-- START DATA ENTRIES --
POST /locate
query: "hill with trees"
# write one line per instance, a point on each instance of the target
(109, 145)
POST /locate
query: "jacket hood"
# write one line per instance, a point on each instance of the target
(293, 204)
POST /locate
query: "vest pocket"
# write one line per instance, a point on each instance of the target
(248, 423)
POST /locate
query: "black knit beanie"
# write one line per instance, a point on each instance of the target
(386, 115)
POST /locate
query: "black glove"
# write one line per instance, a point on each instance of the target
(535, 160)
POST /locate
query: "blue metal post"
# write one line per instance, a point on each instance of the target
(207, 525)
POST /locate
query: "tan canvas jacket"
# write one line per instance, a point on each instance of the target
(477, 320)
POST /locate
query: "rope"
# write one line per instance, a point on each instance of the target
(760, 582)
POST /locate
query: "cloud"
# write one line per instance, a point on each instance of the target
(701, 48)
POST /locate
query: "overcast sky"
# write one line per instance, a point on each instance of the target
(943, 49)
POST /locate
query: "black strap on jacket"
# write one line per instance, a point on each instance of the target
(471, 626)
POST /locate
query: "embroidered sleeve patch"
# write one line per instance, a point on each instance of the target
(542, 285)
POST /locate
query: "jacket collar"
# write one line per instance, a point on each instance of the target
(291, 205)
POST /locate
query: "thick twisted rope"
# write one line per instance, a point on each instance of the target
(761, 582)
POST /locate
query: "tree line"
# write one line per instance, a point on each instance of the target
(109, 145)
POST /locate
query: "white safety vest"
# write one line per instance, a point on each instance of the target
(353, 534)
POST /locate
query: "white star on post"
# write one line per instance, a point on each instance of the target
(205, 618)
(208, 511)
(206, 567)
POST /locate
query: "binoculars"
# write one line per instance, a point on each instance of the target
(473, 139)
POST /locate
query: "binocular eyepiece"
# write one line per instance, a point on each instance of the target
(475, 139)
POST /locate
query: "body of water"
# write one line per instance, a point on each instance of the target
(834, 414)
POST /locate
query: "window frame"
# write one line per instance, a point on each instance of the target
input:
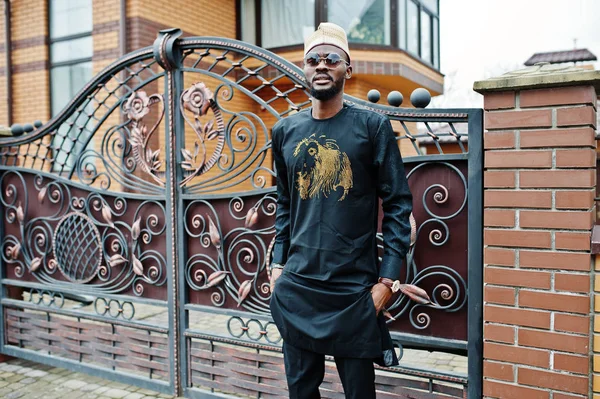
(66, 168)
(321, 9)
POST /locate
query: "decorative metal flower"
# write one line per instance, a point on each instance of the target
(197, 99)
(137, 105)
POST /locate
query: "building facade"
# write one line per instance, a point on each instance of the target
(56, 46)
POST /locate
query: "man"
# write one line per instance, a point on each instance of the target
(334, 161)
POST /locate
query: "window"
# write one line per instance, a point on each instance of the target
(248, 21)
(286, 22)
(419, 26)
(425, 37)
(365, 21)
(70, 69)
(411, 25)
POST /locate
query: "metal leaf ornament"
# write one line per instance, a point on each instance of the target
(42, 194)
(107, 214)
(251, 217)
(216, 277)
(387, 314)
(116, 260)
(14, 251)
(416, 294)
(138, 268)
(35, 264)
(244, 291)
(135, 229)
(413, 230)
(213, 232)
(20, 214)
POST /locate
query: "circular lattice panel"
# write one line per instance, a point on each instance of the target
(77, 248)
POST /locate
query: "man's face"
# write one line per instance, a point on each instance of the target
(326, 81)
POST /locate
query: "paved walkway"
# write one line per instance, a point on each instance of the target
(21, 379)
(25, 379)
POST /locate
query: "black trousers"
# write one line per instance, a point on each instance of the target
(305, 371)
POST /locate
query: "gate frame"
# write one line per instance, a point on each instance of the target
(167, 52)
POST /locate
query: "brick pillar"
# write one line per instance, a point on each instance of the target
(539, 186)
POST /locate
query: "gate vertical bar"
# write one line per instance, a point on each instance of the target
(475, 255)
(168, 56)
(2, 275)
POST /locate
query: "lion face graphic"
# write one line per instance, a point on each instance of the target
(325, 168)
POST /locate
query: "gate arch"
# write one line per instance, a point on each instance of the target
(164, 158)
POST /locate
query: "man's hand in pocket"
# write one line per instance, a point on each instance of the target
(381, 295)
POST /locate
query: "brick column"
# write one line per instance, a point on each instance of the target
(539, 186)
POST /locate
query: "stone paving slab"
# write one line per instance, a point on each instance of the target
(25, 379)
(22, 379)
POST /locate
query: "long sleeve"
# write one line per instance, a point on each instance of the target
(393, 189)
(282, 218)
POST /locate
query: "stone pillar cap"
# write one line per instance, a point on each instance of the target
(5, 131)
(540, 75)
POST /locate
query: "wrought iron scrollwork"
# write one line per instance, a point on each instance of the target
(449, 292)
(198, 99)
(114, 308)
(119, 254)
(46, 298)
(254, 329)
(241, 253)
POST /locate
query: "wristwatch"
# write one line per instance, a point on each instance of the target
(275, 266)
(391, 284)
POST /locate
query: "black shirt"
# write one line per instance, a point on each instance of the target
(331, 174)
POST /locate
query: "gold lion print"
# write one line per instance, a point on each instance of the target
(325, 168)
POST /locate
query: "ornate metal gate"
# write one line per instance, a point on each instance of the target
(137, 226)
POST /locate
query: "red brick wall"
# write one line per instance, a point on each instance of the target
(539, 210)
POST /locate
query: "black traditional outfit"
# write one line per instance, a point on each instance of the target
(331, 174)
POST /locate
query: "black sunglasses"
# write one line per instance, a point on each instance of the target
(332, 59)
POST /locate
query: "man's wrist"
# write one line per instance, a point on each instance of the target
(394, 286)
(274, 266)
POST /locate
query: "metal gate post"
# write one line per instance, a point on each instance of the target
(475, 256)
(168, 56)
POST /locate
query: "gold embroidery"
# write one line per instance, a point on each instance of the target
(325, 168)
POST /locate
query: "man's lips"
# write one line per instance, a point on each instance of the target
(322, 79)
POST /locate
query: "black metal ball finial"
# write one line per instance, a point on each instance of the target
(17, 129)
(373, 95)
(420, 98)
(395, 98)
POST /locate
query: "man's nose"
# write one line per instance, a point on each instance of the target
(322, 66)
-- END DATA ENTRIES --
(DESCRIPTION OF THE TASK) Your job is to transcribe the entries above exactly; skip the pictures.

(ANSWER TO THE TASK)
POST /locate
query: "hill with trees"
# write one line per instance, a point on each instance of the target
(109, 145)
POST /locate
query: "jacket hood"
# write one line per instance, a point on each instance of the target
(293, 204)
POST /locate
query: "vest pocket"
# write one line per instance, a point on each instance of the target
(248, 423)
POST /locate
query: "black knit beanie"
# write one line per instance, a point on each instance of the target
(386, 115)
POST /locate
query: "black glove"
# write one line per instance, a point on each instance of the target
(535, 160)
POST /locate
query: "blue metal post"
# write one line per instance, a point on each instance of the target
(207, 525)
POST /locate
query: "tan canvas jacket"
# write one line per instance, a point on each instance of the target
(477, 320)
POST /locate
query: "rope"
# write one line per instance, a point on each instance of the target
(760, 582)
POST /locate
query: "cloud"
# write one line per instance, a point on each instance of the target
(701, 48)
POST /locate
query: "overcast sky"
# write one line per instance, a point on each instance of the target
(943, 49)
POST /locate
query: "black strap on jacket"
# write one line per instance, a point on each instance of the target
(471, 626)
POST /locate
query: "embroidered sleeve patch"
# write one line per instance, a point on each instance of the target
(542, 285)
POST /locate
query: "jacket collar"
# write one line per instance, a point on each instance of the target
(291, 205)
POST /locate
query: "thick twisted rope"
# write one line per instance, a point on each instance of the target
(761, 582)
POST /locate
query: "tree line"
# write one line per instance, a point on each instance of the target
(109, 145)
POST /locate
query: "white safety vest"
# write one line per instance, a point on each instance of the target
(353, 534)
POST /locate
query: "white star on post"
# write one line per instance, a point on each instance of the target
(205, 618)
(208, 511)
(206, 567)
POST /locate
query: "binoculars"
# write one line per instance, a point on each instance of the target
(473, 139)
POST /locate
query: "binocular eyepiece"
# write one line per instance, a point on each instance of the target
(475, 139)
POST /locate
query: "body of water"
# write one line per instance, a point on each instance of the target
(834, 414)
POST /locate
query: "window frame"
# write one line per instance, a point on each instance of the target
input:
(66, 168)
(321, 9)
POST /locate
query: "decorative metal flower"
# write one line per instance, a point on each instance of the target
(197, 99)
(137, 105)
POST /locate
query: "building facade"
# write one line per instance, a point on each instance of the target
(56, 46)
POST /locate
query: "man"
# write one line per instance, a point on each instance of the target
(334, 161)
POST /locate
query: "window"
# write one line per instance, a point on each instance of the target
(248, 21)
(286, 22)
(419, 26)
(425, 37)
(365, 21)
(70, 69)
(411, 25)
POST /locate
query: "metal leaf ornament"
# write one line per instance, a point on each instance of the target
(42, 194)
(107, 214)
(251, 217)
(216, 277)
(387, 314)
(116, 260)
(14, 251)
(416, 294)
(138, 268)
(35, 264)
(244, 291)
(135, 229)
(413, 230)
(213, 232)
(20, 214)
POST /locate
query: "circular lattice panel"
# write one line per instance, a point on each instance of the target
(77, 248)
POST /locate
query: "man's face"
# write one line per instance, a point on each instance of the target
(326, 81)
POST /locate
query: "paved walkway"
# write one line per instance, a point on each instance of the target
(21, 379)
(25, 379)
POST /locate
query: "black trousers"
# write one line per instance, a point on each instance of the target
(305, 371)
POST /locate
query: "gate frame"
# write one line per instance, a point on each instance of the target
(167, 52)
POST /locate
query: "brick pillar"
# write one line per instance, a point on each instance of the target
(539, 186)
POST /locate
query: "gate vertical bar"
# write one line per instance, a point on each instance of the target
(475, 255)
(168, 56)
(2, 275)
POST /locate
query: "lion face graphic"
# write one line per instance, a point on each instance of the target
(325, 168)
POST /locate
query: "gate arch"
# write one line per instance, a point on each instance of the target
(164, 158)
POST /locate
query: "man's hand in pocket"
# write one line per instance, a point on each instance of the target
(381, 295)
POST /locate
query: "brick column"
# write one line per instance, a point on each instance of the target
(539, 186)
POST /locate
query: "stone paving slab"
# write one line per instance, a point on each instance of the target
(25, 379)
(22, 379)
POST /locate
query: "long sleeve"
# write one line per instance, a point on each instance of the target
(393, 189)
(282, 218)
POST /locate
query: "stone pillar cap"
# write one line per instance, a point on each instance of the target
(5, 131)
(540, 75)
POST /locate
query: "wrought iron scrollwork"
# write one line per instance, a point on each instance of the target
(449, 292)
(198, 99)
(114, 308)
(119, 254)
(46, 298)
(254, 329)
(241, 253)
POST /locate
query: "wristwatch"
# write one line per instance, a point on each instance of the target
(275, 266)
(391, 284)
POST /locate
query: "black shirt"
# write one line per instance, a point on each instance of the target
(331, 174)
POST /locate
query: "gold lion print"
# write one line per instance, a point on each instance of the target
(325, 168)
POST /locate
query: "ornate metal gate"
# write one line per instance, a point on each instance of the target
(137, 226)
POST /locate
query: "red brick wall"
# write one line per instance, a point on each instance of the target
(539, 210)
POST /locate
query: "black traditional outfit"
# write one line per instance, a point on each instance of the target
(331, 174)
POST /locate
query: "black sunglasses"
# write one line per instance, a point on each instance of the target
(332, 59)
POST /locate
query: "man's wrist"
# write one line per instance, a point on each instance of the target
(394, 286)
(274, 266)
POST /locate
query: "metal gate post"
# write one line per instance, a point on each instance of the target
(475, 256)
(168, 56)
POST /locate
query: "gold embroidery"
# write one line per instance, a point on each instance of the target
(325, 168)
POST /locate
query: "man's lips"
# write one line per instance, a point on each instance of the target
(322, 79)
POST /locate
query: "black metal ball finial"
# write one line per instance, a point on each instance of the target
(17, 129)
(373, 95)
(420, 98)
(395, 98)
POST /locate
query: "man's nose"
# write one line per instance, a point on each instance of the target
(322, 66)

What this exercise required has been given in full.